Assignment:
Each record should be reproduced exactly.
-=-=-=-=-
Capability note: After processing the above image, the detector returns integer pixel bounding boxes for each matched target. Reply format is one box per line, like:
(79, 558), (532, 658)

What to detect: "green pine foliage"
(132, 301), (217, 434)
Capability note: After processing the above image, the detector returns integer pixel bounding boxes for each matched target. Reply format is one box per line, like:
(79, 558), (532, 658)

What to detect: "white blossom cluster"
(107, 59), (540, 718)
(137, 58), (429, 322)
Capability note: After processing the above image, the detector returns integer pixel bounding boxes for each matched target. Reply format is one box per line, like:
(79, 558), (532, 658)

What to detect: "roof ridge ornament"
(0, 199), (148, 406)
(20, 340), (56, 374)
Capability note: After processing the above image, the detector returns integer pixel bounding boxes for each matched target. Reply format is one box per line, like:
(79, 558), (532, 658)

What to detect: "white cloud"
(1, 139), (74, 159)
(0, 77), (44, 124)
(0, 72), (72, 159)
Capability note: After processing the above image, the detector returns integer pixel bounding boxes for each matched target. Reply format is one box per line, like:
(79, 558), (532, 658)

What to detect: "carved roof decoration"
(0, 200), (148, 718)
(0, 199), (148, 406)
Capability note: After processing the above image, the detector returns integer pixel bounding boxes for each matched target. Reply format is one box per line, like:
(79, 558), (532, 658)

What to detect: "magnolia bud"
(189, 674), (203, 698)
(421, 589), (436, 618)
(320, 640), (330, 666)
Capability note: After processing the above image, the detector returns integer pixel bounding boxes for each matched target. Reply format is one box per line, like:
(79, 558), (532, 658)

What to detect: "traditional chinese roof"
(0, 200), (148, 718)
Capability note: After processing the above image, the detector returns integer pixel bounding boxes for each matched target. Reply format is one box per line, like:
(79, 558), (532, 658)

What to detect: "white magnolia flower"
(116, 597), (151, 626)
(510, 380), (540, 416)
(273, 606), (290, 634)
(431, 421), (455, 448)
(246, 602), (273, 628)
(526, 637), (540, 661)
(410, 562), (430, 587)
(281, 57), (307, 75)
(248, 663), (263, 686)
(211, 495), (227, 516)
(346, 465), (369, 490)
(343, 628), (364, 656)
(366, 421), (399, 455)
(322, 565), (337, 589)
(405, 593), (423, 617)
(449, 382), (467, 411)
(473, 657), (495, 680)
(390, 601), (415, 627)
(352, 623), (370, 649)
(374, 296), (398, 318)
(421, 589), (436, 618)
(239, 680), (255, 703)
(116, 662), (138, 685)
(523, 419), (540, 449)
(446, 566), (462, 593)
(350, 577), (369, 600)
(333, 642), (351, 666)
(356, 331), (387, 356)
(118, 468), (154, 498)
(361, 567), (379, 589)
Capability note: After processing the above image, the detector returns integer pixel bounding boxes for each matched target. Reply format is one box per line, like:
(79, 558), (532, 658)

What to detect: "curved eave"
-=-=-=-=-
Solution to the problem:
Capability note: After processing the above image, the detector returns integer pixel bounding boxes for each matched target. Reply format is one box per line, like:
(79, 558), (532, 658)

What to detect: "green pine foliage"
(132, 301), (217, 434)
Capability note: After processing the above image, the detector returns integer pixel bounding boxes for each matched target. Reply format is one box per line, like:
(79, 558), (532, 658)

What to detect: "white blossom cluster"
(107, 59), (540, 718)
(137, 58), (429, 322)
Capability note: After processing the above image, the detector returns integer pixel bounding boxes for each matched target. Reply format is one box per line, like:
(79, 558), (532, 658)

What to detect: "roof ridge ornament"
(0, 199), (148, 406)
(20, 340), (56, 374)
Capability note: After processing the above image, the detector returns integer pixel bounding boxes for each matched target. Reply format is one box per line, like:
(79, 558), (532, 658)

What to detect: "white cloud"
(1, 139), (74, 159)
(0, 77), (44, 124)
(0, 72), (72, 159)
Capability note: After processing the above image, the detector returns integer pixel bounding boxes for each matched target. Reply format is one box per line, like:
(79, 558), (532, 658)

What to detect: "carved roof decoration"
(0, 200), (148, 718)
(0, 199), (148, 406)
Capability note: After processing the above image, the detector returns integer pixel bounding boxes for each matched target. Reply format is one box per line, like:
(79, 558), (532, 658)

What to detect: "magnolia bud"
(189, 674), (203, 698)
(421, 589), (436, 618)
(320, 640), (330, 666)
Capability note: After processing the above image, the detector returns integer pixel bounding boxes for each matched target. Reply format is one box per line, like:
(79, 558), (532, 658)

What to detect: "traditional chinese roof"
(0, 200), (148, 718)
Capability note: After processing the above image, the detector returns integer pixel bounding boxes for each matched target. Reply format is one box per line, like:
(79, 558), (532, 658)

What to detect: "white magnolia flower"
(116, 597), (151, 626)
(510, 380), (540, 416)
(273, 606), (290, 634)
(431, 421), (455, 448)
(246, 602), (273, 628)
(526, 637), (540, 661)
(410, 562), (430, 587)
(281, 57), (307, 75)
(248, 663), (263, 686)
(211, 495), (227, 516)
(346, 465), (369, 490)
(343, 628), (364, 656)
(366, 421), (399, 455)
(322, 565), (337, 589)
(405, 593), (423, 617)
(449, 382), (467, 411)
(473, 657), (495, 680)
(390, 601), (415, 627)
(352, 623), (370, 649)
(374, 296), (398, 318)
(421, 589), (436, 618)
(239, 680), (255, 703)
(116, 662), (138, 685)
(523, 419), (540, 449)
(446, 566), (462, 593)
(350, 577), (369, 600)
(333, 642), (351, 666)
(356, 331), (387, 356)
(118, 468), (154, 498)
(361, 567), (379, 589)
Capability note: After processing the above image, the detector returns integer pixel bounding boxes for each matched target. Reply format is one box per line, like:
(79, 558), (532, 658)

What to detect: "curved eave"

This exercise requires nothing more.